Stored items
════
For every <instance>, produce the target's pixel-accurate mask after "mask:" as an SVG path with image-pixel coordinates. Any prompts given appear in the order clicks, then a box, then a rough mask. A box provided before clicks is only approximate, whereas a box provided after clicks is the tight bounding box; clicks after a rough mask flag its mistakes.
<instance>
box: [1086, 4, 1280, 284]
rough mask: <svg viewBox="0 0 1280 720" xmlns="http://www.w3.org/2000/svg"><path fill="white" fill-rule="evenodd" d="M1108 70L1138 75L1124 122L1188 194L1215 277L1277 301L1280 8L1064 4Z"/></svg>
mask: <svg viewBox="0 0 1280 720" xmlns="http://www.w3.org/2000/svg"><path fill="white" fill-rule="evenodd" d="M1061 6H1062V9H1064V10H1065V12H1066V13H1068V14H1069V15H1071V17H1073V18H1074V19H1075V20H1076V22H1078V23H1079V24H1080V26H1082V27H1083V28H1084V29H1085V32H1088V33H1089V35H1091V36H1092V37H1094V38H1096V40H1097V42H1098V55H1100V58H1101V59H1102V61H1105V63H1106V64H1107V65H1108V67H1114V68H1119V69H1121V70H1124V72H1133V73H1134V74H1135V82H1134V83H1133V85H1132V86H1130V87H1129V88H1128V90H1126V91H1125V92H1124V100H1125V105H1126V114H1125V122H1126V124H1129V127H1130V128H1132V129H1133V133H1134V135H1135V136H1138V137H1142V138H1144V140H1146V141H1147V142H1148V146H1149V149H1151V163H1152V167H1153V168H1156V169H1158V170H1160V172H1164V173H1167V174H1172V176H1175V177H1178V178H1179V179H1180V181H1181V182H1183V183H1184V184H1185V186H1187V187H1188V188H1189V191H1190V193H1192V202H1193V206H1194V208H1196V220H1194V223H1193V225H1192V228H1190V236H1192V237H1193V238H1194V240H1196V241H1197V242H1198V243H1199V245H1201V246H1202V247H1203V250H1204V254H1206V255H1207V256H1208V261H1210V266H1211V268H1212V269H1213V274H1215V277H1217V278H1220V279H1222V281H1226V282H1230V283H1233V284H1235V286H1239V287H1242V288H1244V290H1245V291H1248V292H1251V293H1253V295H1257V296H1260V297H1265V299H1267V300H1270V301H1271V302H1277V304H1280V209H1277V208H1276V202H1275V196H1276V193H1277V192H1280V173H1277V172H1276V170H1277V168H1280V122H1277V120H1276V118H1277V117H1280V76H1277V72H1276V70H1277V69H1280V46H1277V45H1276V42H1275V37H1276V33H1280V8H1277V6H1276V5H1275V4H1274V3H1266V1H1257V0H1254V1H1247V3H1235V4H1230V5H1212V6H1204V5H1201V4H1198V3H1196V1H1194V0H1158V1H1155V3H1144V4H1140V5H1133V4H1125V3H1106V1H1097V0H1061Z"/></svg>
════
Problem to solve ▸ Lay out every row above as a numbered list, leaving out any blank lines.

Solution to the problem ▸
1. For every <instance>, produce the target's pixel-accurate mask after "mask:" as an SVG path with image-pixel coordinates. Any prompts given appear in the order clicks, then a box, then a rough mask. A box provided before clicks is only approximate, whereas a box provided after clicks is the tight bounding box; clicks after a rough mask flag its mistakes.
2. <instance>
3. box: [1086, 4, 1280, 284]
4. rough mask: <svg viewBox="0 0 1280 720" xmlns="http://www.w3.org/2000/svg"><path fill="white" fill-rule="evenodd" d="M1108 70L1138 75L1124 122L1188 194L1215 277L1277 301L1280 8L1064 4Z"/></svg>
5. mask: <svg viewBox="0 0 1280 720" xmlns="http://www.w3.org/2000/svg"><path fill="white" fill-rule="evenodd" d="M1061 6H1062V9H1064V10H1065V12H1066V13H1068V14H1069V15H1071V17H1073V18H1074V19H1075V20H1076V22H1078V23H1079V24H1080V26H1082V27H1083V28H1084V29H1085V32H1088V33H1089V35H1091V36H1092V37H1094V38H1096V40H1097V42H1098V55H1100V58H1101V59H1102V61H1105V63H1106V64H1107V65H1108V67H1114V68H1119V69H1121V70H1124V72H1133V73H1134V74H1135V82H1134V83H1133V85H1132V86H1130V87H1129V88H1128V90H1126V91H1125V92H1124V100H1125V105H1126V114H1125V122H1126V124H1129V127H1130V128H1132V129H1133V133H1134V135H1135V136H1138V137H1142V138H1144V140H1146V141H1147V142H1148V146H1149V149H1151V163H1152V167H1153V168H1156V169H1158V170H1160V172H1164V173H1167V174H1172V176H1175V177H1178V178H1179V179H1180V181H1181V182H1183V183H1184V184H1185V186H1187V187H1188V188H1189V191H1190V193H1192V202H1193V206H1194V208H1196V220H1194V223H1193V225H1192V228H1190V236H1192V237H1193V238H1194V240H1196V241H1197V242H1198V243H1199V245H1201V246H1202V247H1203V250H1204V254H1206V255H1207V256H1208V261H1210V266H1211V268H1212V269H1213V274H1215V277H1217V278H1220V279H1222V281H1226V282H1230V283H1233V284H1235V286H1239V287H1242V288H1244V290H1245V291H1248V292H1251V293H1253V295H1257V296H1260V297H1265V299H1267V300H1270V301H1271V302H1277V304H1280V209H1277V208H1276V202H1275V196H1276V193H1277V192H1280V173H1277V172H1276V170H1277V168H1280V122H1277V120H1276V118H1277V117H1280V76H1277V72H1276V70H1277V69H1280V46H1277V45H1276V42H1275V37H1276V33H1280V8H1277V6H1276V5H1275V4H1274V3H1266V1H1257V0H1254V1H1247V3H1235V4H1230V5H1212V6H1204V5H1201V4H1198V3H1196V1H1194V0H1158V1H1155V3H1144V4H1140V5H1133V4H1125V3H1106V1H1097V0H1061Z"/></svg>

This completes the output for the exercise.